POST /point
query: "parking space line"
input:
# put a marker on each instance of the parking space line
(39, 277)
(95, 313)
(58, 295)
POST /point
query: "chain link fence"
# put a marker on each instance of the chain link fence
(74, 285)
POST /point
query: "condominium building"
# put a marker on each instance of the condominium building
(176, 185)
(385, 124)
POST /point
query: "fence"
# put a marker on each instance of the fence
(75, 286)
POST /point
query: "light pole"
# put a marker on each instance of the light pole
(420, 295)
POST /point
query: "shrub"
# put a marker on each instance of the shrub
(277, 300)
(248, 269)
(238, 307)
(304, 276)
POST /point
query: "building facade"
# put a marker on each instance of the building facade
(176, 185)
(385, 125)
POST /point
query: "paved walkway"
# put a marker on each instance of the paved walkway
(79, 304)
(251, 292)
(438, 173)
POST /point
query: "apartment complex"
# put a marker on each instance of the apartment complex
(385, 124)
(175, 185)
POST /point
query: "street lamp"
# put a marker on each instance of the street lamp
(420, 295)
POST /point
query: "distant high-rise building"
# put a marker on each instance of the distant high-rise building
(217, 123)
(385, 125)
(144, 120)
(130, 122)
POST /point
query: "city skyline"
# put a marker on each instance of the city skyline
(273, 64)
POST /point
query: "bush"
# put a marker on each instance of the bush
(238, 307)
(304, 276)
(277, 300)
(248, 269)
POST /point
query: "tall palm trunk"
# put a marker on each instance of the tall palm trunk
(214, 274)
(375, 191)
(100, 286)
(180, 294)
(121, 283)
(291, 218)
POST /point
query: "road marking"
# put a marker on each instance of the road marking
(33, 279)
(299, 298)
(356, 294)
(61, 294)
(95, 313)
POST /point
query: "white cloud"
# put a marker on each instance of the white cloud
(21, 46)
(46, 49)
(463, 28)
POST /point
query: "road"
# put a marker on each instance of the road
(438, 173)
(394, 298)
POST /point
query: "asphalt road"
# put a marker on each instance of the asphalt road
---+---
Assignment:
If a line of the records includes the string "asphalt", copy it out.

Result of the exercise:
query: "asphalt road"
# put a marker on each instance of the asphalt road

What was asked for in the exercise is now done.